## Source records
***
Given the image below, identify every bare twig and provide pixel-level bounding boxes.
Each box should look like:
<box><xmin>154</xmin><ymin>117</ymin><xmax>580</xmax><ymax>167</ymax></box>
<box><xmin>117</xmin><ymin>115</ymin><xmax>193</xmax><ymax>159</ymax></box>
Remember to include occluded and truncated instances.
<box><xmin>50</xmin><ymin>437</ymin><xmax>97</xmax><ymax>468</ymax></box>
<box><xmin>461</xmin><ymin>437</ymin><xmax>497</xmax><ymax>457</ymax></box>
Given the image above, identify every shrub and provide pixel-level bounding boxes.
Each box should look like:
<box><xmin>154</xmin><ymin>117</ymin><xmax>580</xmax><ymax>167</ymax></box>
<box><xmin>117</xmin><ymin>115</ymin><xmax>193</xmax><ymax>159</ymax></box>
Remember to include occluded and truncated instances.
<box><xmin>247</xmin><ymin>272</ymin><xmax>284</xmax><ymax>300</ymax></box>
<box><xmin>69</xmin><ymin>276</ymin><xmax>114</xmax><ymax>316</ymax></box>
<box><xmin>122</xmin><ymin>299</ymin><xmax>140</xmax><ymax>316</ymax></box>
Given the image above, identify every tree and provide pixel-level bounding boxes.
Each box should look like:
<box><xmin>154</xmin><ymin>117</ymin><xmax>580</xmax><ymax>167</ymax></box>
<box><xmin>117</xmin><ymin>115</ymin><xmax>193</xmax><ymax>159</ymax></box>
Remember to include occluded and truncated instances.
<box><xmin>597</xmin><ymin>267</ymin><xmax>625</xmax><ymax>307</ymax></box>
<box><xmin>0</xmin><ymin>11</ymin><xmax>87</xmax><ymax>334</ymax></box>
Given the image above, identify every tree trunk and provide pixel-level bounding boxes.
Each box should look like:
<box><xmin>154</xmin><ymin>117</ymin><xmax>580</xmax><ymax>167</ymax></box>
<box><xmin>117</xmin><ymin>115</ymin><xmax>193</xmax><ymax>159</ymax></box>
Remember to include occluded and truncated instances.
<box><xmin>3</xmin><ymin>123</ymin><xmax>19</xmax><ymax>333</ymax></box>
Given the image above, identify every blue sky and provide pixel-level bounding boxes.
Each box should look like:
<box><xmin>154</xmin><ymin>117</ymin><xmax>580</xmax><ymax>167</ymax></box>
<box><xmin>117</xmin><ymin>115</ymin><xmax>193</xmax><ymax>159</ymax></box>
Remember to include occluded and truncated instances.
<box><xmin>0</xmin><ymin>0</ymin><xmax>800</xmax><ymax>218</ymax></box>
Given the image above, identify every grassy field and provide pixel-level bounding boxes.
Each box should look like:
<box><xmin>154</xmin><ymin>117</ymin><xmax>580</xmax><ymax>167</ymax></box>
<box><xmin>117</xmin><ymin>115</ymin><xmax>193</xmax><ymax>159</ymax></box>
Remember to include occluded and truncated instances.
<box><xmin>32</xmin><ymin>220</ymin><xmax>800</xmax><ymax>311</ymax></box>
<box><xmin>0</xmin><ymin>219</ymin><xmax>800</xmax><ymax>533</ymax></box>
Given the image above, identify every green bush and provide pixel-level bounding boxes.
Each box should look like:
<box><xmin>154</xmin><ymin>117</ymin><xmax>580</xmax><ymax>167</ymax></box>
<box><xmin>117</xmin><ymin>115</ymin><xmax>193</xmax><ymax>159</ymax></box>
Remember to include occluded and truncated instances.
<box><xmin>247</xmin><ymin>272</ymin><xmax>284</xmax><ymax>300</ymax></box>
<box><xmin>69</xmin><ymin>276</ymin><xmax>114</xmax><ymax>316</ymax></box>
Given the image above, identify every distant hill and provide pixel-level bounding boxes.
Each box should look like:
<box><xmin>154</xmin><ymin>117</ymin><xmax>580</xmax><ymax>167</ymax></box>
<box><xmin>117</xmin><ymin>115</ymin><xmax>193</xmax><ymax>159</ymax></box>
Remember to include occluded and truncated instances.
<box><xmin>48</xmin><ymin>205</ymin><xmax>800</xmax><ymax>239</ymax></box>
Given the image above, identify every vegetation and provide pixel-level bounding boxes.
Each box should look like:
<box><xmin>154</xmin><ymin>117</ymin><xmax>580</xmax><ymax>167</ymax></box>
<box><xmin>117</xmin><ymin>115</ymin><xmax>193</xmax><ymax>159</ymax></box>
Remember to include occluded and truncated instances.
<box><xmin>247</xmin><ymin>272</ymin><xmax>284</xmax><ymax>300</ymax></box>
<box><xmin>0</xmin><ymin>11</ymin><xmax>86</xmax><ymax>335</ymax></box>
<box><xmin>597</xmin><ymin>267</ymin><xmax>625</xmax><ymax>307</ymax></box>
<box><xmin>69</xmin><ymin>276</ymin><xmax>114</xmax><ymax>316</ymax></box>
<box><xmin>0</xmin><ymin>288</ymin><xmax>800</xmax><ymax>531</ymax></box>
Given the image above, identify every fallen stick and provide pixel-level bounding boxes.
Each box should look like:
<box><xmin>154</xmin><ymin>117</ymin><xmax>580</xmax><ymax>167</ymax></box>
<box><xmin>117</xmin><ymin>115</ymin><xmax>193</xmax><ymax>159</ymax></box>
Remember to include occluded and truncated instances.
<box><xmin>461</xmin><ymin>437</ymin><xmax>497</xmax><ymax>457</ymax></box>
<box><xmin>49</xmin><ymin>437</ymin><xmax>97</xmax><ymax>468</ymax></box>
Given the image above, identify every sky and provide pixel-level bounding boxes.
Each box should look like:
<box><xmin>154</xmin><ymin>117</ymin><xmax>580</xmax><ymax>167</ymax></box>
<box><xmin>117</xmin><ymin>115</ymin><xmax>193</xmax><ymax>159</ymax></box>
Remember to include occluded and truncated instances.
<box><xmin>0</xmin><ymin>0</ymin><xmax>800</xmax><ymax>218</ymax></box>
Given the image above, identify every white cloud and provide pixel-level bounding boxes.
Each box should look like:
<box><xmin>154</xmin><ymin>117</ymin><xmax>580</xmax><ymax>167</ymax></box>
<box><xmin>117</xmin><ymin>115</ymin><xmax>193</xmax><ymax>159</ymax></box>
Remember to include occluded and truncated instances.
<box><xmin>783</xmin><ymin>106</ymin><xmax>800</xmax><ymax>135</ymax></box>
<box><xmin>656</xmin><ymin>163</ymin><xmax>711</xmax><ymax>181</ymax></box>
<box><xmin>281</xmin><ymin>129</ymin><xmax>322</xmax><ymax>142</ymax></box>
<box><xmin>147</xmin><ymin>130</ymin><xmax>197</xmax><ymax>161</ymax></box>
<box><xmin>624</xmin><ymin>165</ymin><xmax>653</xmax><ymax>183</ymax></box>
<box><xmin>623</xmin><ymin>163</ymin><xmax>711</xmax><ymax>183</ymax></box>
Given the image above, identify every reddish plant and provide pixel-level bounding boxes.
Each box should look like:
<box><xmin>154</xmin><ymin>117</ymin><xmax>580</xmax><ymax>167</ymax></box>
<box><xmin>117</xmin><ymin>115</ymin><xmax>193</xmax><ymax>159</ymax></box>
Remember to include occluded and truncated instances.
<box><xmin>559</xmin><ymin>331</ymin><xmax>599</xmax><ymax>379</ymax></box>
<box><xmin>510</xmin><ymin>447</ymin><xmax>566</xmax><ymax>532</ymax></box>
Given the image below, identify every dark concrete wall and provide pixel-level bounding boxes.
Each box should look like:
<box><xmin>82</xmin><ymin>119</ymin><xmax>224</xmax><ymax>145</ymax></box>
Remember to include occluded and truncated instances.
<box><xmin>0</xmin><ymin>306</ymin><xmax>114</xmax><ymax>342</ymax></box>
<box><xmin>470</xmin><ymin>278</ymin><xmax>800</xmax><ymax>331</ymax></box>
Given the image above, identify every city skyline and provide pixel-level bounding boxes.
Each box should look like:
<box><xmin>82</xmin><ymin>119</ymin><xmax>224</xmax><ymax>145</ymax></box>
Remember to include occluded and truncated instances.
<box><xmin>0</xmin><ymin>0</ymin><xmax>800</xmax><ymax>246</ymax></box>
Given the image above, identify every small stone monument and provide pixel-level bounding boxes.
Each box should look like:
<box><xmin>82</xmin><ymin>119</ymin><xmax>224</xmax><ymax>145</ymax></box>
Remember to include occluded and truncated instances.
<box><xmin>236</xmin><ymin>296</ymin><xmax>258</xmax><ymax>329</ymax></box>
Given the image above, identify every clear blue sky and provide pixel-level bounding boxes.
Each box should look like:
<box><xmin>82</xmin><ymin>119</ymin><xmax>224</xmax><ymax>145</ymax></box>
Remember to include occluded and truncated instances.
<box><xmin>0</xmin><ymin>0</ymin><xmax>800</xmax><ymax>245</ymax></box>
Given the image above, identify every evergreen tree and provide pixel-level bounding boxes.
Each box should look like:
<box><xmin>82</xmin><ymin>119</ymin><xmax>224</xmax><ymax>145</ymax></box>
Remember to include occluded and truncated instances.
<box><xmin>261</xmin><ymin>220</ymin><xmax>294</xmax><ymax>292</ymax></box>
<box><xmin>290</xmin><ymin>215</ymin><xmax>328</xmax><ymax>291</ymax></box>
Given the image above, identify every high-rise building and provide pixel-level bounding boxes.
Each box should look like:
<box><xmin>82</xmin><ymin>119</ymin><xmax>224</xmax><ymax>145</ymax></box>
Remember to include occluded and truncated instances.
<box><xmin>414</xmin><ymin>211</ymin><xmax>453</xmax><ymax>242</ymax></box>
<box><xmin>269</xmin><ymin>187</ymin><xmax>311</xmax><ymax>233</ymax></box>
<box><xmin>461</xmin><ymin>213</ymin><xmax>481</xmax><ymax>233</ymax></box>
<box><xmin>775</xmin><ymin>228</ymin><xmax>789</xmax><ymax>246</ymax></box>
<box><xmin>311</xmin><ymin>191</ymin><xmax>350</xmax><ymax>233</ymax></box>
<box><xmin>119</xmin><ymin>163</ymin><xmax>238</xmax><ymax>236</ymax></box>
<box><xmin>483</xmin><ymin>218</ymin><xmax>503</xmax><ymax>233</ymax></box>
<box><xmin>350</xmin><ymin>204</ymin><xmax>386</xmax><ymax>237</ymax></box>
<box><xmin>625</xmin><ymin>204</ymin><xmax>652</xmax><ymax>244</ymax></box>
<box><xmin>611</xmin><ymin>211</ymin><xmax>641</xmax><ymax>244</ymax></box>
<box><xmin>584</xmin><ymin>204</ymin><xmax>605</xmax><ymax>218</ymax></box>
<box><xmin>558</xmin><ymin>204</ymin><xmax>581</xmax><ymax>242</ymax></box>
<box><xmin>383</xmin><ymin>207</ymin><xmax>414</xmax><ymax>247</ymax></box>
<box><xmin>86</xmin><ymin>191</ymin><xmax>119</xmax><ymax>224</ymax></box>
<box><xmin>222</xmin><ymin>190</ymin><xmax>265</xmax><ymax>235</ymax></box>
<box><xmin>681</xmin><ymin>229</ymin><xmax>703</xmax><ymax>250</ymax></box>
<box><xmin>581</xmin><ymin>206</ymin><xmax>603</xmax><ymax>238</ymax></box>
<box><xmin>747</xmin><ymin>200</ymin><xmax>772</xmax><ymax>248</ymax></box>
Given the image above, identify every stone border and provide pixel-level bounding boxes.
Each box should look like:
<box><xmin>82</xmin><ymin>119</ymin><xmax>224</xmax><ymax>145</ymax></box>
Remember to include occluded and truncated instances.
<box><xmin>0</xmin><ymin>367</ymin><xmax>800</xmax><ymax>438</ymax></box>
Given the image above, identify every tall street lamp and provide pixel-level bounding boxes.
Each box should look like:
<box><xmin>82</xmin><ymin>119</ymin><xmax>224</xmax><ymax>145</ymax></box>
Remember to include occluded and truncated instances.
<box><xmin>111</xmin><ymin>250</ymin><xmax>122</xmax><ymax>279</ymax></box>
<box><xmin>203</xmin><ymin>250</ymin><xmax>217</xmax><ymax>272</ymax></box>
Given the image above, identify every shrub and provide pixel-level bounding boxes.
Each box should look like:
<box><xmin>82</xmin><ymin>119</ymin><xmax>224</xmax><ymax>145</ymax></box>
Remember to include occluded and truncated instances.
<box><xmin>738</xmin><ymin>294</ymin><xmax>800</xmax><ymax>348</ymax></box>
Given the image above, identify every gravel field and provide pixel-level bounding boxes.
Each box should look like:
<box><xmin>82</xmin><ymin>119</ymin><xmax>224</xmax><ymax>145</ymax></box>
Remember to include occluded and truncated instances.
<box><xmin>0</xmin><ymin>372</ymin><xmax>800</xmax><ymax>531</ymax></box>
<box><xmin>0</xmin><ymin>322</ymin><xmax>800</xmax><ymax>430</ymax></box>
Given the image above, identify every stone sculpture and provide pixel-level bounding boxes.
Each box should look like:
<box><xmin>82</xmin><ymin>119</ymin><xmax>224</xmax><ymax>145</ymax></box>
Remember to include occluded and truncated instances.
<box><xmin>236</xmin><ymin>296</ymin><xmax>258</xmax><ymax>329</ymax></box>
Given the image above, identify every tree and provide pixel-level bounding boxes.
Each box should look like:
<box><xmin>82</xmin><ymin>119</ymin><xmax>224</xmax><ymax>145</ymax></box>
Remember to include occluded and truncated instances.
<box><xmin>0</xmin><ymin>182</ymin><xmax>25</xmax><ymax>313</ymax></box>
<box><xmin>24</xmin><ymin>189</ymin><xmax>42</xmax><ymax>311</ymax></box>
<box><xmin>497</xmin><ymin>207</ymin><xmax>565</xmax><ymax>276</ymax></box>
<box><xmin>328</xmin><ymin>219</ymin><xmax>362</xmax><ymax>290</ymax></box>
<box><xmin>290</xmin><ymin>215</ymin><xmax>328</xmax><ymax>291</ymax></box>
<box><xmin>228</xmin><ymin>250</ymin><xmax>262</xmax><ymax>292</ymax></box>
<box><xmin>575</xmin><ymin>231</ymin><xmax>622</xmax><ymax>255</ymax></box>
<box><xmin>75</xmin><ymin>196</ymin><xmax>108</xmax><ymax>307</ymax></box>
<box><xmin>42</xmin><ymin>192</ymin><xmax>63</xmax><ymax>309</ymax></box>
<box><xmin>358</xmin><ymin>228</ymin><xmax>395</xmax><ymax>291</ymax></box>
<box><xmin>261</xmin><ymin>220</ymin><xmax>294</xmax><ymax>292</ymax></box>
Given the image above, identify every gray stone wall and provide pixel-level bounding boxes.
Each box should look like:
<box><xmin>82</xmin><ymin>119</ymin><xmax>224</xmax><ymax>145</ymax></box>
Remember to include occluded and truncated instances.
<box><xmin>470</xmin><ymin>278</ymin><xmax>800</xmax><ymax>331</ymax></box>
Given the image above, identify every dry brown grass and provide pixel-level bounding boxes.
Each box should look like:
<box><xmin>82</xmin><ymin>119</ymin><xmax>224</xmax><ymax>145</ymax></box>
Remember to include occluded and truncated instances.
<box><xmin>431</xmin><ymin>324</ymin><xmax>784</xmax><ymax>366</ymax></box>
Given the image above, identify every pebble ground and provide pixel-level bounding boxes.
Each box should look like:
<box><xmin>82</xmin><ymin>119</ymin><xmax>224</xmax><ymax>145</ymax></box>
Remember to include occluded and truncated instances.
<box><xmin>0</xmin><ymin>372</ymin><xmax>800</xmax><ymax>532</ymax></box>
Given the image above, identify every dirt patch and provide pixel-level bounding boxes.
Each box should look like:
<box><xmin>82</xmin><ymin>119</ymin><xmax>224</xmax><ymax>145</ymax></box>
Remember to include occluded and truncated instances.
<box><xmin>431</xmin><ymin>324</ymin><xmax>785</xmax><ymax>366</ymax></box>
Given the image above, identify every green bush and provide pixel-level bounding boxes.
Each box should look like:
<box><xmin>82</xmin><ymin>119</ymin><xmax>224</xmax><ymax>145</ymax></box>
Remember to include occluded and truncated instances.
***
## Exercise
Locate every line in the material above that contains the string "field", and copy each of those lines. Case counts.

## Completed exercise
Given the image above, identify every grassy field and provide pixel-level bounding boxes.
Given the image above, identify every gravel field and provide pixel-level bounding boxes.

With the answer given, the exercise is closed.